■ READING PASSAGE ■
Thanks Bill! Your project is as always an inspiration! I have a small set of changes I could make that I think would get me about 50% faster but one of the changes would add an extra cycle of latency to my conditional jumps. I'm satisfying myself by adding all my ideas to a future project plan so I can focus on getting this machine finished.
It’s took over two weeks on and off but I’ve made it through all the CPU build videos, sound and VGA’s, I hate to think how many hours that must be but I’ve enjoyed every minuet, now to go back to the first one and start again as I’ve realised I haven’t been giving the early ones a 👍🏻 Thank you James, fantastic content, I’m now tempted to break my fear and start using SMD components as well.
That’s quite alright James we all have work lives as well, I’ve never been one of them ones that moans at people about getting videos out as you just end up watching videos done for the sake of it (fillers) and would rather wait for the hood content to drop.
Over and abpve the tracing of the timing of the critical path, it was a great reminder of how all the various components of the cpu link together. Very interesting..

■ DATA ■

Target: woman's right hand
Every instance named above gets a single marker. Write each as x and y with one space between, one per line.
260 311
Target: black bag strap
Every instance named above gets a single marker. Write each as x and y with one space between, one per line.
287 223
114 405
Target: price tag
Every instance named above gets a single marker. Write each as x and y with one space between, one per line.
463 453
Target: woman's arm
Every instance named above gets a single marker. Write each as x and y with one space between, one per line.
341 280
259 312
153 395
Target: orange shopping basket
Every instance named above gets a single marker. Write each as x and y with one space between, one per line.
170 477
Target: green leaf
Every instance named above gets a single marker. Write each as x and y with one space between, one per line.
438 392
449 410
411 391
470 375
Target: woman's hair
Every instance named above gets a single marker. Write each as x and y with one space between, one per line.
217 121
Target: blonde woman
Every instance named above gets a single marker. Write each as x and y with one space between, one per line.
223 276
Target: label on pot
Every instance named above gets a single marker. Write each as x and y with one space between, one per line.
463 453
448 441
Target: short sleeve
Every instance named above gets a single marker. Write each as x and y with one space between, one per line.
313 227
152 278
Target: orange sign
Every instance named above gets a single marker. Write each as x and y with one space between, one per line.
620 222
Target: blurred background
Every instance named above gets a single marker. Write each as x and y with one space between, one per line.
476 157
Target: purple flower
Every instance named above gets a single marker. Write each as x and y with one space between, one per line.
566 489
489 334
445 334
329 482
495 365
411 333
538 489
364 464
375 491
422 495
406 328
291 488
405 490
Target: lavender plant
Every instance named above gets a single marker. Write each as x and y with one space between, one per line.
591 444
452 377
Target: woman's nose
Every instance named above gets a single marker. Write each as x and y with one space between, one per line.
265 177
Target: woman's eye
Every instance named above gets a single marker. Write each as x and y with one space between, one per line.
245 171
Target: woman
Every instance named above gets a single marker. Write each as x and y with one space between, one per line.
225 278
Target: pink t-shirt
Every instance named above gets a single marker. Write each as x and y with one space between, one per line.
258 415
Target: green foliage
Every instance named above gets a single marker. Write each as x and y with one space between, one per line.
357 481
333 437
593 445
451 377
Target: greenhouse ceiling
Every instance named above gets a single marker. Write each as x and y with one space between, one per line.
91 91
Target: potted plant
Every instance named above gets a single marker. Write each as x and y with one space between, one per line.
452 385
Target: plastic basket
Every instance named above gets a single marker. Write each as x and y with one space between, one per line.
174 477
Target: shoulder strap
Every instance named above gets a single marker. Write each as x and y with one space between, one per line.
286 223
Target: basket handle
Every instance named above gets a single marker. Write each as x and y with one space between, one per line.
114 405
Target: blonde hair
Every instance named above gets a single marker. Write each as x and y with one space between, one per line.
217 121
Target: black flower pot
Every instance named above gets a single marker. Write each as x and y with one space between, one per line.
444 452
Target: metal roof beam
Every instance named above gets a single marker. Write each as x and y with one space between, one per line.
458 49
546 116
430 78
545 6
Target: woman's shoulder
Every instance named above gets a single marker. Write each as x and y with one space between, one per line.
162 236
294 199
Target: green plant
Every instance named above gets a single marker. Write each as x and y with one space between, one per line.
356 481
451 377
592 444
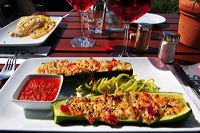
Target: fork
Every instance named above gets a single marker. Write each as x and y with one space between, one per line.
8 68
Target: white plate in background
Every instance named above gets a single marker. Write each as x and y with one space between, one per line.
7 40
151 19
14 118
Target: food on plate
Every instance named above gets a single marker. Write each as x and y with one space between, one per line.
33 26
138 107
83 67
121 83
40 89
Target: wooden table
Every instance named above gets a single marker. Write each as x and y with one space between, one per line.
109 42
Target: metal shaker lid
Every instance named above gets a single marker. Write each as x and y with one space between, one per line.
171 36
144 26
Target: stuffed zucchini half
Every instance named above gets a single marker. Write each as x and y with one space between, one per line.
135 107
87 67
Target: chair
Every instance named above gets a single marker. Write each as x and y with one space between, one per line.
7 12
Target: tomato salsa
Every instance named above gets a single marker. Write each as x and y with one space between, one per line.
40 89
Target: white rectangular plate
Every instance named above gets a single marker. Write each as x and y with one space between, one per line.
14 118
7 40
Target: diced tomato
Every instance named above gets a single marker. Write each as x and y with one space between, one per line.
64 108
70 65
109 117
114 59
146 94
147 101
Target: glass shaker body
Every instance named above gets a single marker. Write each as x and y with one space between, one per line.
143 36
168 46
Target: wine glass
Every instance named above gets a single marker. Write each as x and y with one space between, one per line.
82 6
128 11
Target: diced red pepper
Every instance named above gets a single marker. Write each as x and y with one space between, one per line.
147 101
110 68
110 118
70 65
146 94
114 59
64 108
150 110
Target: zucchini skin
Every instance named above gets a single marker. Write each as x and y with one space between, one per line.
60 117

■ WRITTEN TASK A ■
Answer these questions about the comment thread, one answer per line, marked the same way:
(i) About how much faster does the first commenter think the small set of changes would make the machine?
(ii) How long did it take the second commenter to get through all the CPU build videos?
(iii) According to the last comment, what was the video a great reminder of?
■ WRITTEN TASK B ■
Tally the lines of the listing that contain the word "diced". Give only the number.

■ FULL RESPONSE A ■
(i) About 50% faster.
(ii) Over two weeks, on and off.
(iii) How all the various components of the CPU link together.

■ FULL RESPONSE B ■
2